### Objective
Reproduce word for word the lines of the records below, from the line with "[find] the treeline" to the line with "[find] the meadow", including both of those lines and nothing else.

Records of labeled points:

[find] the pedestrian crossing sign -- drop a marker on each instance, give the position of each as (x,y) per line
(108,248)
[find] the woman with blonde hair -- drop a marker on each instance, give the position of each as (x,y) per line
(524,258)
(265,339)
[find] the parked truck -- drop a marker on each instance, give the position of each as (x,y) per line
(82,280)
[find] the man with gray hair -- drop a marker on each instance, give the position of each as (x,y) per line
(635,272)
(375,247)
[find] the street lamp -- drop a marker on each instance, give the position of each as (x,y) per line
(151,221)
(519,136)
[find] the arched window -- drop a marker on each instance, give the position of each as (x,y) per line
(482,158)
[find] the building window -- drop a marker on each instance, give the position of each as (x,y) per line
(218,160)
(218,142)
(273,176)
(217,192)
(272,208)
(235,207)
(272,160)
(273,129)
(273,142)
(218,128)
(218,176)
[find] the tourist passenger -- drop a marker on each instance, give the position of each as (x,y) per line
==
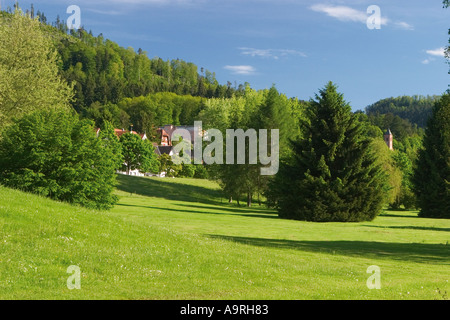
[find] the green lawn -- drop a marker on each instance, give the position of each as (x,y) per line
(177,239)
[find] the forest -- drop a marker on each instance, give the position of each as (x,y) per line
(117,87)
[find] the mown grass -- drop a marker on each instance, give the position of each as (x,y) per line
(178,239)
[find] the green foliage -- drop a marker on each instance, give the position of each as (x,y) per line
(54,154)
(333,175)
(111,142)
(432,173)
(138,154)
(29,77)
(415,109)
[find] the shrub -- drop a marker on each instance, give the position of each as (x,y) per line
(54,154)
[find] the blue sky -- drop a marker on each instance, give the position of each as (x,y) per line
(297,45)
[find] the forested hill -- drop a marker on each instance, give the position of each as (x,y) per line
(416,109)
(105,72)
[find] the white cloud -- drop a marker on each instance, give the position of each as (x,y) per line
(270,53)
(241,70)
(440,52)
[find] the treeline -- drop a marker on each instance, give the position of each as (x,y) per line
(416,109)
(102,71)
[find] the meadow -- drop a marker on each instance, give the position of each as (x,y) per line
---
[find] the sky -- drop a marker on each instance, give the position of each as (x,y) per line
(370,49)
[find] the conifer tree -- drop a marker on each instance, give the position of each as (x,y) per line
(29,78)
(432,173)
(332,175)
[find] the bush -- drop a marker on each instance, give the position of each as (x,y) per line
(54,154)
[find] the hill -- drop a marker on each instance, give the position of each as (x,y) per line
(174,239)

### Result of this task
[find] the treeline -- drop a marker on each instance, give the position of each as (x,y) per line
(416,109)
(102,71)
[find] the meadow -- drop a marker on each instance, give the position of each as (x,y) per line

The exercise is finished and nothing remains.